:: Document excerpt ::

Intro

I love movies. I have loved movies all my life. I grew up on them. When I was eight years old, I managed to convince myself I would make movies when I grew up. Now I am in the process of getting a degree in Film Studies. I write about film more than ever before, partly because I have to for my classes, mostly because I enjoy it, because I have something to write about. Sometimes it helps me understand the film better; sometimes it helps me understand myself better.
I created this blog as a place to showcase my work, and also as an incentive to keep writing reviews, analyses, and essays over breaks, when there’s no one here to grade me.
I have tried many times, and failed, to explain in a coherent manner why it is that I love films. Here is my best—and most coherent—guess.





Thursday, October 3, 2013

Prisoners (2013)




Fully deserving of mention in the same breath—or gasp—as Seven, Mystic River, and Zodiac, Prisoners' fragmented central mystery burns with white-hot intensity. Director Denis Villeneuve and writer Aaron Guzikowski weave a dense narrative web of seemingly disparate plot strands interwoven around a complex moral core; the movie is concerned with the psychological, emotional and social consequences of violence as much as solving the crime.

The wages of sin, guilt, vengeance and redemption weigh heavily on the characters of Prisoners. With remarkable visual elegance and economy, the gifted Quebecois director flawlessly captures the moods and mores of small-town, God-fearing America. “Our Father, who art in heaven, hallowed be Thy name. Thy kingdom come. Thy will be done, on earth as it is in Heaven.” These words open Villeneuve’s film, spoken over a wintry forest landscape, frozen in the icy late-autumn chill. The slow, creeping camera pulls back to reveal the barrel of a shotgun, pointed head on at a lonely deer. This is only the first of many images of predators pursuing their prey.

:::
:: Data to process ::

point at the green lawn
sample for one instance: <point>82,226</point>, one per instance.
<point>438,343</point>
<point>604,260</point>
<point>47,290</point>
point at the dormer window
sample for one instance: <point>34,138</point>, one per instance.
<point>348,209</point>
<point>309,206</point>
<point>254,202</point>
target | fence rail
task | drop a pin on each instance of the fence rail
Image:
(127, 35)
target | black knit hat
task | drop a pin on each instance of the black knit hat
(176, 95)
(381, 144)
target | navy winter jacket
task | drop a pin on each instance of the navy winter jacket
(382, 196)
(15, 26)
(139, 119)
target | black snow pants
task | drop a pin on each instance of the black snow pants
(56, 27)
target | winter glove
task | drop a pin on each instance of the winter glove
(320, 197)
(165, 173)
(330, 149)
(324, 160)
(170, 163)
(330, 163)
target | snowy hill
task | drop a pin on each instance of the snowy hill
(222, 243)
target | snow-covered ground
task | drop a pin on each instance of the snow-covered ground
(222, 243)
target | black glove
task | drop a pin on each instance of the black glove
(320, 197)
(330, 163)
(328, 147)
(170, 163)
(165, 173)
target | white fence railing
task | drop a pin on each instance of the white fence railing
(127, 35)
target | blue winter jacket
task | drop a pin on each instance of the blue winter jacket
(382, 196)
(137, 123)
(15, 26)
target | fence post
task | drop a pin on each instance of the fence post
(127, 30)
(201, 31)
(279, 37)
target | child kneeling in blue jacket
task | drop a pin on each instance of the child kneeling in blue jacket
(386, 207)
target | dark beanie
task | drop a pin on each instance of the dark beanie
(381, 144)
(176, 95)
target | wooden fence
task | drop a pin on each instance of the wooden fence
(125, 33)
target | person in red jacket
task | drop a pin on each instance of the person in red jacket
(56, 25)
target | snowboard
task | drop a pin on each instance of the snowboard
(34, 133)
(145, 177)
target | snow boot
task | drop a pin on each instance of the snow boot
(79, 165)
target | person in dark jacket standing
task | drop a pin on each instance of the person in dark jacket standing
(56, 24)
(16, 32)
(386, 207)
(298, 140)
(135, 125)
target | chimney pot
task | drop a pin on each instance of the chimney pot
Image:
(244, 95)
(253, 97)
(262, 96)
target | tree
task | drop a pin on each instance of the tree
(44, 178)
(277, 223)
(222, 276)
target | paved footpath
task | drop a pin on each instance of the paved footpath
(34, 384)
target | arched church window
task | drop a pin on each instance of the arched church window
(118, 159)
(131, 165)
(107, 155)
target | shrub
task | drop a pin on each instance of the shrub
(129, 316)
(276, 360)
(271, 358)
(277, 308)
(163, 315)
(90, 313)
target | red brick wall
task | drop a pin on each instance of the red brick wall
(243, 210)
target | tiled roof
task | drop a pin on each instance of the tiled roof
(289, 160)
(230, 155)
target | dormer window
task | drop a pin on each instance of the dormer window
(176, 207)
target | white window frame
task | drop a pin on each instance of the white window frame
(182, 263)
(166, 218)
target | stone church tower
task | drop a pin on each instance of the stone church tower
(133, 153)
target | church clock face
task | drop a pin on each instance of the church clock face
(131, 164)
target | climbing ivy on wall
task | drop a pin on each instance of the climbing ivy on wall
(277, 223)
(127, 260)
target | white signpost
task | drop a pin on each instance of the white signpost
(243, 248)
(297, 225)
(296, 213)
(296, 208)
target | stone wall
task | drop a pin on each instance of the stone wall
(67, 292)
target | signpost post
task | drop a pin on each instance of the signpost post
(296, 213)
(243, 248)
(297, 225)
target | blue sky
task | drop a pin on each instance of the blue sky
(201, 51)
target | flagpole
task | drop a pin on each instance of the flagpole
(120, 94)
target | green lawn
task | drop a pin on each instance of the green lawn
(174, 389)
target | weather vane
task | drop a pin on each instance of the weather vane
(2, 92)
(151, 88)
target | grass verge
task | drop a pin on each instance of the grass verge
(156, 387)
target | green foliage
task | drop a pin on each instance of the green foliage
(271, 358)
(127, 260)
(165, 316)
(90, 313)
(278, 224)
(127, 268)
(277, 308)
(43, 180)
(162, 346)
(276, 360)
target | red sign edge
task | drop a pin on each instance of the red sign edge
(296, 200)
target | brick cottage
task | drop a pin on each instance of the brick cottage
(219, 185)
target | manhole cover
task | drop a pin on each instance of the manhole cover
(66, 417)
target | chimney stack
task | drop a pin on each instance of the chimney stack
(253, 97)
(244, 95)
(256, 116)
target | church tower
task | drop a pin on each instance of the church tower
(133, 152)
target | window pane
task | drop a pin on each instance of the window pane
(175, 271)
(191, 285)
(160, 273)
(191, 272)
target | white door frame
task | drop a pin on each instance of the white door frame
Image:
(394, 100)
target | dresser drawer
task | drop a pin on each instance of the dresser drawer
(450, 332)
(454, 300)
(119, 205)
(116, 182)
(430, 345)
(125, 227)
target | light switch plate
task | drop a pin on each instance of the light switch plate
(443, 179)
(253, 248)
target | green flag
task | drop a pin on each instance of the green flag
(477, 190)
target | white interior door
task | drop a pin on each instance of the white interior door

:::

### [Work to do]
a - Gather every line of the rows that contains the string "glove". Case counts.
b - Carry on the film blog's review of Prisoners from the point where it stops.

### [The responses]
a -
target | winter glove
task | drop a pin on each instance of the winter glove
target | black glove
task | drop a pin on each instance of the black glove

b -
“Always be ready,” Keller Dover (Hugh Jackman) tells his son (Dylan Minette) on their way home from the hunting trip, the deer securely placed in the bed of his truck. It seems Dover has made an art out of praying for the best and preparing for the worst. His basement is stocked with enough provisions and safety precautions to outstand nuclear holocaust— the film is deeply concerned with its character’s worse-come-to-worst reactions and the varied objects that line their basement walls. When worse come to worst for the Dovers, however, not all the gas masks, batteries, ammunition rounds and canned goods in the world could have prepared them.

Keller and wife Grace (Maria Bello) live on a quaint blue-collar suburban street dotted with modest but comfy houses, a seemingly secure environment far enough away from the world’s ills and dangers. For Thanksgiving, they visit Franklin (Terrence Howard) and Nancy Birch (Viola Davis). As the adults eat, drink, and relax, Dover’s six-year-old daughter and the Birch’s seven-year-old ask permission to go for a walk. They never return.

Assigned to the case is Det. Loki (Jake Gyllenhaal), a sensitive but skeptical cop with no hint of an off-duty life, a twitchy, tic-laden manner and haunted—and haunting—gaze. The character, with his solemn demeanor and subtle suggestions of private sorrow and rage, anchors the film and provides a human, humane filter for the information presented onscreen. Take Gyllenhaal’s eager, energetic would-be-sleuth in David Fincher’s Zodiac and this world-weary, dogged detective, who would have been at home in a classic film noir, and the actor’s impressively broad dramatic range comes into sharp focus.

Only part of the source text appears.